- WHAT YOU NEED TO DO
Rewrite the passage on the Interactive Fiction Markup Language, beginning at the words "Interactive Fiction Markup Language (IFML): I" and stopping after "creating text adventures.". Update it by replacing "browser" with "web browser".

Interactive Fiction Markup Language (IFML): I posted the other day about how I wished there was a Fiction Markup Language for annotating fiction. Well, it turns out there’s an Interactive Fiction Markup Language (IFML) and engine for creating text adventure games or “Choose Your Own Adventure”-style Web games.
The IFML Engine allows you to write interactive fiction (text adventures) that run in your browser. In text adventures you read a part of the story and then enter a response of your own. Your responses determine the action in the story and allow you to interact with characters and objects. Play the sample game to get a flavor of it. Interactive Fiction Markup Language (IFML) is an XML based mark up language for creating text adventures.

Records from a data source

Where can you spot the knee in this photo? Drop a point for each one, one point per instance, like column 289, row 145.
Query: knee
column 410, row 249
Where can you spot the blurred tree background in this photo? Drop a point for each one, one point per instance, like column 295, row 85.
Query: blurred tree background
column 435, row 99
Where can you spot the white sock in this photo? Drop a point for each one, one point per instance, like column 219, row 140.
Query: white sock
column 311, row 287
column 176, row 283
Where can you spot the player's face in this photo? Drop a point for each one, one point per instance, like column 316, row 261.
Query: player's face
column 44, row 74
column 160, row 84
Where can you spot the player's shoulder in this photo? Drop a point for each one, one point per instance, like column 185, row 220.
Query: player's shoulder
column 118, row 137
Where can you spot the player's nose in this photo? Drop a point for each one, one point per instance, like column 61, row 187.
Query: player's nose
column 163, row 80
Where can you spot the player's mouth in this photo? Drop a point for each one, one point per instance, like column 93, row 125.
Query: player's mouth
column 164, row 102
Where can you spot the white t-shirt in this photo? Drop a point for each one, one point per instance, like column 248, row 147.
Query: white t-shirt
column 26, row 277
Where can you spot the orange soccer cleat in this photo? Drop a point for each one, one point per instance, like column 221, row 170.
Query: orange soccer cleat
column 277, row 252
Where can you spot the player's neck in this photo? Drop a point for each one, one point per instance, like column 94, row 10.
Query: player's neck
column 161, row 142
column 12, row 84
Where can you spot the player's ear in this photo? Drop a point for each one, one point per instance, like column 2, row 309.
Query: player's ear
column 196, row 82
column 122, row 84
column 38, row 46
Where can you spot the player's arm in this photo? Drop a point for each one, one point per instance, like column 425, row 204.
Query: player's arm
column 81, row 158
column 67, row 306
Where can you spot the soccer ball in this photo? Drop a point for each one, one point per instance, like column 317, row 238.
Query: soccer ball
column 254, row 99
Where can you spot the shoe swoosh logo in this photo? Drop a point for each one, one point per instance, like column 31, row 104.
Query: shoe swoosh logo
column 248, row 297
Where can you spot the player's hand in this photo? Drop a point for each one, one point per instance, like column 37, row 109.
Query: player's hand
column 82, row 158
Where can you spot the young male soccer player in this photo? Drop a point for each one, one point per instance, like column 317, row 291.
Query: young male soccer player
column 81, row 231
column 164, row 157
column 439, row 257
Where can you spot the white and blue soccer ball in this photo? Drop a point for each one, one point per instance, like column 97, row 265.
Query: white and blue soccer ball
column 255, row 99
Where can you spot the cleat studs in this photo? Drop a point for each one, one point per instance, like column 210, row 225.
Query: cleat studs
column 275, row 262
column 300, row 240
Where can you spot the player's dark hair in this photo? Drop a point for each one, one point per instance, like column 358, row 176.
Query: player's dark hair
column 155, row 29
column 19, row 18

- SOLUTION FOR THIS EXERCISE
Interactive Fiction Markup Language (IFML): I posted the other day about how I wished there was a Fiction Markup Language for annotating fiction. Well, it turns out there’s an Interactive Fiction Markup Language (IFML) and engine for creating text adventure games or “Choose Your Own Adventure”-style Web games.
The IFML Engine allows you to write interactive fiction (text adventures) that run in your web browser. In text adventures you read a part of the story and then enter a response of your own. Your responses determine the action in the story and allow you to interact with characters and objects. Play the sample game to get a flavor of it. Interactive Fiction Markup Language (IFML) is an XML based mark up language for creating text adventures.